• _Location labeling records_
↓↓↓

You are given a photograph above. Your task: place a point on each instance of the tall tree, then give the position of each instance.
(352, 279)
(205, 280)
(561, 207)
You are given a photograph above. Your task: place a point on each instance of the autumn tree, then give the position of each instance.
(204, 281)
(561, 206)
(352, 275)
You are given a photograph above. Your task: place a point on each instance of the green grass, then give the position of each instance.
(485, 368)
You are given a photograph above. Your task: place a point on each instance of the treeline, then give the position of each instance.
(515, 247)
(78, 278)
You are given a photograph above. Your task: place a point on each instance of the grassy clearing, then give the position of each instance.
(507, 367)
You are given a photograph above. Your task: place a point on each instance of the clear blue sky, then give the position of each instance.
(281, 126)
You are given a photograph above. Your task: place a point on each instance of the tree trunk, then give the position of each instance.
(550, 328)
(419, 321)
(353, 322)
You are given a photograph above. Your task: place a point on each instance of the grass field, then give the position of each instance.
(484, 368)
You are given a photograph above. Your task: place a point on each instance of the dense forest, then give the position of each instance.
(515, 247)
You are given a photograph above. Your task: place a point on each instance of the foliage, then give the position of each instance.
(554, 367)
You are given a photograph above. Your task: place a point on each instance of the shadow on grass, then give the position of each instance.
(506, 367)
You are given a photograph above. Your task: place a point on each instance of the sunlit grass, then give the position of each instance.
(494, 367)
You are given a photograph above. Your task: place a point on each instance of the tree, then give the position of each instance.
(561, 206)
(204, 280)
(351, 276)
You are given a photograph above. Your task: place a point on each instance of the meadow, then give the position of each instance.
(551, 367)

↑↑↑

• _DIRECTIONS_
Write out all the rows again, switching every "place a point" to "mark a point" and keeping everything else the same.

• _SOLUTION BELOW_
You are given a photograph above. Your task: mark a point on each instance of the tall tree, then give the position of each instance.
(352, 279)
(205, 280)
(561, 207)
You are given a photograph above. Your task: mark a point on each instance of the autumn tree, then give the position of each instance.
(204, 281)
(561, 206)
(352, 275)
You are given a photograph above. Your task: mark a point on each instance of the green grass, then give the position of each instance.
(485, 368)
You are given a photograph above. Your task: mark a point on each instance of the treeline, then give the position of each instance.
(515, 247)
(78, 278)
You are given a photograph above. Your task: mark a point on each instance of the grassy clearing, then give the position of each instance.
(507, 367)
You are given a photograph above. Your task: mark a point on each instance of the clear blue sky, then give the position of each instance.
(281, 126)
You are given a photograph above. Your task: mark a point on each instance of the tree trunk, then give the position of each instance.
(550, 328)
(419, 321)
(353, 322)
You are given a photograph above. Your task: mark a point on each instance of the grass field, then give the position of each instance.
(484, 368)
You are given a photograph above. Your task: mark a point on each instance of the dense forest, then give the position of each instance.
(515, 247)
You are given a photograph above. Your task: mark a point on each instance of the foliage, then give the position of each instance.
(554, 367)
You are given a photograph above. Your task: mark a point on each instance of the shadow on grass, then give the position of each instance.
(506, 367)
You are given a photograph above. Your task: mark a point on each instance of the sunlit grass, then give the position of each instance.
(494, 367)
You are given a photograph above. Your task: mark a point on each instance of the tree, then give the position of each instance.
(561, 206)
(204, 280)
(351, 276)
You are given a photograph above. Your task: mark a point on each instance of the meadow, then give the position of each instance.
(551, 367)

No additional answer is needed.